**EXERCISE TASKS:**
**1.** Edit the text on the Ariya's glass from "Oh well I am" to "true at all.", replacing "boot" with "trunk".
**2.** Answer these questions about the text on the Ariya's glass.
(a) Why are the windows laminated, according to the emergency guide?
(b) What blocks access to the sunroof?
(c) Which window at the back of the car is tempered glass?

[BEGIN DOCUMENT EXTRACT]

Someone warned me that the Ariya has laminated glass on all the windows except the small rear window and sunroof.
This would make escaping quite difficult in an emergency which got me investigating, only to discover even more problems.

I checked the car windows and the emergency guide to discover the windows are laminated for extra sound proofing.
Having laminated (plastic film in the middle) windows makes breaking the glass almost impossible unless you have the right tools and a few minutes to spare.
This is very different to normal tempered glass which just fractures with any sharp point or some ceramic touching it and breaks away instantly allowing for a quick escape.
Oh well I am sure they have a emergency mechanical door release like the Telsa - right? Nope, not that I can find. Maybe the boot has emergency exit? Where is it?

Then I got thinking of a few scenarios where this could be an issue.

Situation 1:
Car drives into a river/canal, lake, ocean, floods or any water thats deeper the windows. Although rare, it does happen often enough in the UK.
In this case you have seconds to escape (watched some reputable water escape videos to see that in action) and the myth of holding your breath and waiting for the car to fill up with water to make getting out easier which is not true at all.
Problem is you may loose electrical power and/or airbag deployment when impacting the water almost right away, so its likely you can't even open the window or door as its electronic.
Not a problem, how about the sunroof? Although that is tempered glass there is a blind blocking access - so unless you opened that before you went into the water, its an unlikely exit.
Well the rear boot back window is tempered glass - so lets go! Hang on - did you make sure your boot was empty? And no humans/children on the back seat. Including child car seats or luggage? None of those - if so you are lucky and can probably pull the seats down - be quick. Tick tock!

[END DOCUMENT EXTRACT]
[BEGIN SUPPLIED INFORMATION]

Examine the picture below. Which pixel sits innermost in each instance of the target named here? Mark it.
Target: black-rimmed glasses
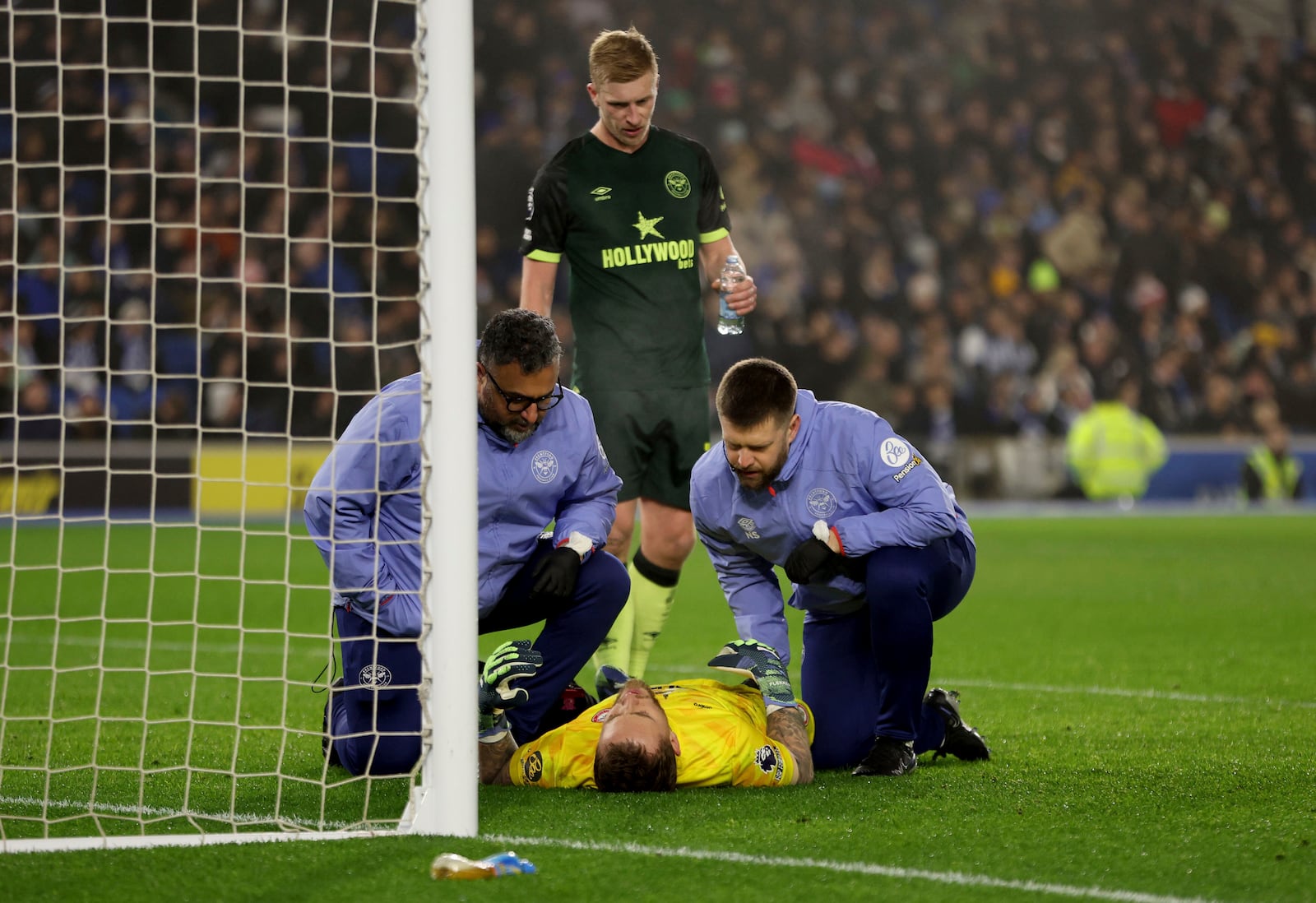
(519, 403)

[END SUPPLIED INFORMATION]

**ANSWERS TO THE TASKS:**
**1.**
Oh well I am sure they have a emergency mechanical door release like the Telsa - right? Nope, not that I can find. Maybe the trunk has emergency exit? Where is it?

Then I got thinking of a few scenarios where this could be an issue.

Situation 1:
Car drives into a river/canal, lake, ocean, floods or any water thats deeper the windows. Although rare, it does happen often enough in the UK.
In this case you have seconds to escape (watched some reputable water escape videos to see that in action) and the myth of holding your breath and waiting for the car to fill up with water to make getting out easier which is not true at all.

**2.**
(a) For extra sound proofing.
(b) A blind.
(c) The rear boot back window.